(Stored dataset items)
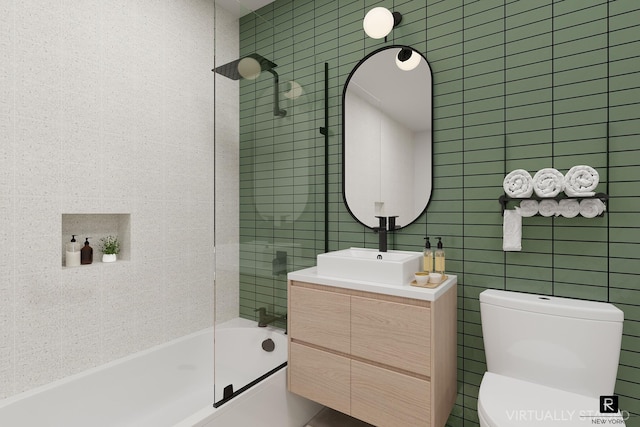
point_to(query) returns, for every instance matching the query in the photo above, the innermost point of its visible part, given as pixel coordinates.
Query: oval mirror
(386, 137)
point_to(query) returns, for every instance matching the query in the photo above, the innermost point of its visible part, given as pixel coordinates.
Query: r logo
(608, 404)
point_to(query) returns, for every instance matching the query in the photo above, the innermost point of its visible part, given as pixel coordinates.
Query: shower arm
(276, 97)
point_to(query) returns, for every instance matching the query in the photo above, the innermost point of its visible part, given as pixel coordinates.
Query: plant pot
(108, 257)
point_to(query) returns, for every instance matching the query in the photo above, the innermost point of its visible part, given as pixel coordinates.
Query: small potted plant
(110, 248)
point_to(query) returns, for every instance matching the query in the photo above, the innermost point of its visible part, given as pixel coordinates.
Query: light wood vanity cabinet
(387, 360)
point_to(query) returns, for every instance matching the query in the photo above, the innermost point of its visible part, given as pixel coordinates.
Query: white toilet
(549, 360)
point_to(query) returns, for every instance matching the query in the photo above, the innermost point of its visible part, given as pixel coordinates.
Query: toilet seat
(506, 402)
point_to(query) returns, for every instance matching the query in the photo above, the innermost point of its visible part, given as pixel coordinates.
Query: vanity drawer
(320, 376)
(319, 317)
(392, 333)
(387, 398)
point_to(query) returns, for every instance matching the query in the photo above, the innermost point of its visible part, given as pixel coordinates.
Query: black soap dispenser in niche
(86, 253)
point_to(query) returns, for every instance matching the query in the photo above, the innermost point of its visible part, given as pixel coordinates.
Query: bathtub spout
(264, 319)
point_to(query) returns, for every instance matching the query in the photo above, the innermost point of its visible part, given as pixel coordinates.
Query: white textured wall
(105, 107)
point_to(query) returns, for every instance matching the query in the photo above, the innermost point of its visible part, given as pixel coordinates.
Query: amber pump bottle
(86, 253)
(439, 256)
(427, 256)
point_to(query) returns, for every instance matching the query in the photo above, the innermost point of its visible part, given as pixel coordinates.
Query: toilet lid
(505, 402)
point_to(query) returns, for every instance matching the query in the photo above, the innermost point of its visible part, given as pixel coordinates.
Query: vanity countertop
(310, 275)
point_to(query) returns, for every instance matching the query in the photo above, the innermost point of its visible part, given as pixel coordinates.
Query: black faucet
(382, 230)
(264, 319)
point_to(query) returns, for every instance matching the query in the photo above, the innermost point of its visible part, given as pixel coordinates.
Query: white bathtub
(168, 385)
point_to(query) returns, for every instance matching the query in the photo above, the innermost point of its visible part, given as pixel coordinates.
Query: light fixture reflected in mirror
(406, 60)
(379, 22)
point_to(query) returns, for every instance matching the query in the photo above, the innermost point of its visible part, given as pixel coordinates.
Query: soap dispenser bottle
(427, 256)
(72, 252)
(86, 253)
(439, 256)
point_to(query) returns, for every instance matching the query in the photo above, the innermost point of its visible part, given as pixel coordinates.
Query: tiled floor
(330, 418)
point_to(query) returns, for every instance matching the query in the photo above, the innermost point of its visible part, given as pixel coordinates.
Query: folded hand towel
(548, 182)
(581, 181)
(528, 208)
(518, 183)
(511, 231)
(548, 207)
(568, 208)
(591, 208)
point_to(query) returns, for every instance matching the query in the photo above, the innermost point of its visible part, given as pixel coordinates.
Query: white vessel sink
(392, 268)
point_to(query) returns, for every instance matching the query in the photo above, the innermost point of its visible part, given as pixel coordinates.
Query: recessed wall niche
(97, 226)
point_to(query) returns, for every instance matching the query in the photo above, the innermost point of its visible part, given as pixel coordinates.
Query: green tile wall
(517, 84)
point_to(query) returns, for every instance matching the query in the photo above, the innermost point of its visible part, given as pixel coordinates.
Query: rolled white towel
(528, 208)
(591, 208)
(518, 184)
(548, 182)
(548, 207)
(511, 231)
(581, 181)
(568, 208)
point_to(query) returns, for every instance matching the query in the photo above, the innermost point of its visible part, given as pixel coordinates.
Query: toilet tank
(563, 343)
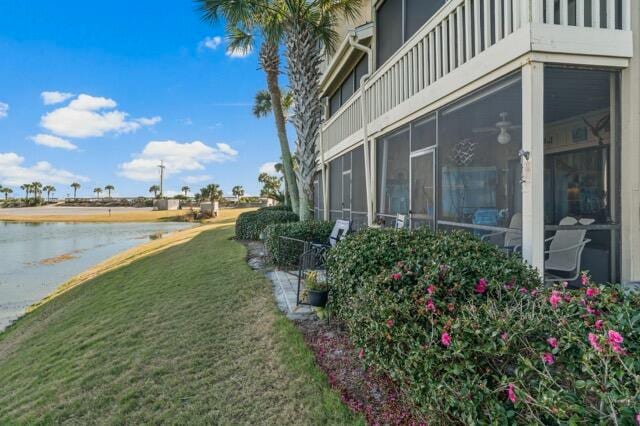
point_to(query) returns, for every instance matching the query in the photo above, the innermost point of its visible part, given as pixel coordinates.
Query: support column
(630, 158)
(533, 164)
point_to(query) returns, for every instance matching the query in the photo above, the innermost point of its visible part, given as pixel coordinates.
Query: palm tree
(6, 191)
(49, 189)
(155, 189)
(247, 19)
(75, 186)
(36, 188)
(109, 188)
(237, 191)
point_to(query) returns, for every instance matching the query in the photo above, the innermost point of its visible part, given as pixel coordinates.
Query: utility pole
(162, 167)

**WORK REQUEST:** Would you copy out every line of the data above exactly, minus the pictures?

**ANSWER BOX:**
point_to(query) returns, for every instance matching the query in the photo above, the innermost point of its visible part, given as pixel coordinates.
Query: oval mirror
(386, 137)
point_to(query) returns, for every instance matching the query in the photo above, the innermost point of its visible part, given as pixel coordinates.
Query: r logo
(608, 404)
point_to(query) returns, for every instance matching the query in the photo above, the innermost point of its visible part, given as pixel coordinates.
Query: shower arm
(276, 97)
point_to(query) returns, for every instance matching the query in the photo above, the innermost point of its visible part, given as pixel coordinates.
Query: plant pot
(108, 257)
point_to(query) returns, for every instance matching the query in the photo above, the innermost point of its visible part, given as pixel coordinates.
Query: small potted plant
(110, 248)
point_to(query) returns, for every instance matching the query in the photo above, the innermost point of its visible part, given as pixel coordinates.
Query: light wood vanity cabinet
(387, 360)
point_to(query) returns, for every instance matching the query in the photo above, the innermost point of its visible part, given as pixel coordinates.
Query: white toilet
(549, 360)
point_to(query) returns, for every instance matching the query in the photo above, the innermost point of its visible part, given as pixel coordinates.
Query: toilet seat
(506, 402)
point_to(query) returns, for every instance matching the query in the photo above, the innermost point of its visible part, given as pixel coordinates.
Query: vanity drawer
(320, 376)
(319, 317)
(392, 333)
(387, 398)
point_to(query) returns, for every instance matching the query in the photo above, the innermost point of its visible part, given as pixel coordinates.
Query: black soap dispenser in niche
(86, 253)
point_to(query) returns, for every instance matching the query in the photo above, the innermost point of its visible part, given as pixel coordinates.
Query: bathtub spout
(264, 319)
point_to(query) returns, for every instance matching the query in the photo above, the innermost point of its visible part, given as pixel coordinates.
Query: white textured wall
(105, 107)
point_to(query) returns, for every instance matching the query in the photo above, the innermost point of its visible part, given as pixel coordinates.
Query: amber pump bottle
(86, 253)
(439, 256)
(427, 256)
point_to(query) returns, for every instance matching the query in the photo above, the innermost point of its visible part, given as pixel coordinates.
Query: toilet lid
(505, 402)
point_to(query) returns, for every instance matching the query in the photo above, the innermost point of its visible part, given as pixel coordinates.
Query: vanity countertop
(310, 275)
point_to(query) returns, for every instance matching the query in the photo above, the innermost point of its visible part, given as pixel coordinates.
Query: black faucet
(382, 230)
(264, 319)
point_to(query) returns, for every instance matching the query in the photo above, the innermost point of its visible part, given as pixel coordinates.
Query: white bathtub
(168, 385)
point_to(query) returns, for every instance matching the query in the photo above, the innermost point of its visible part, given as pixel coordinates.
Query: light fixture reflected in mirror
(406, 60)
(379, 22)
point_to(query) returns, for every instance matching the query in the photo above, the innermost point of its visible part, given as pixel coordinates.
Query: soap dispenser bottle
(427, 256)
(72, 252)
(86, 253)
(439, 256)
point_to(query) returns, for every instance matching the query in the photo above, the innermost point of its visible part, given as pixel coordinates.
Query: tiled floor
(330, 418)
point_to(query) returns, for every instance matching the query in the photo above, the innermost point of its visible part, given as pixel coordinates.
Query: folded hand towel
(548, 182)
(581, 181)
(528, 208)
(518, 183)
(511, 231)
(548, 207)
(568, 208)
(591, 208)
point_to(query) returns, for every instance matching the query in the photo above, the innermost point of its visible part, given as pixel coordinates.
Query: white vessel sink
(392, 268)
point_to(query) returns, for every instance matching the query in the photo above, the innermost point of its visible part, given as pixel coordinates.
Query: recessed wall niche
(97, 226)
point_to(query) returns, for every instance matching the query in the photo above, the innermost point of its visible part, given as pixel coordinates.
Query: green tile wall
(517, 84)
point_to(query) returns, for every instance matching the query in the photo above, the innermost point of its visible part, given as pixel coordinates.
Query: rolled white towel
(528, 208)
(591, 208)
(518, 184)
(548, 182)
(548, 207)
(511, 231)
(581, 181)
(568, 208)
point_to(query) returns, for every instance matching the query in the photo above, the innermost point of its visible part, given as pixel coordinates.
Query: toilet tank
(563, 343)
point_to(query) returns, for every instance matching the query in the photo above, the innermost point of its visible part, given as pixel coordinates.
Query: support column
(630, 158)
(533, 164)
point_to(query) returns, for every instance matching the query in the photo above, the innermost point of its visible part, given as pixel coordinates.
Query: palm tree
(6, 191)
(49, 189)
(155, 189)
(247, 19)
(75, 186)
(36, 188)
(109, 188)
(237, 191)
point_to(query) returns, for every instance matching the query in the photo above, the innermost point of its visible part, given as pixel coordinates.
Query: utility pole
(162, 167)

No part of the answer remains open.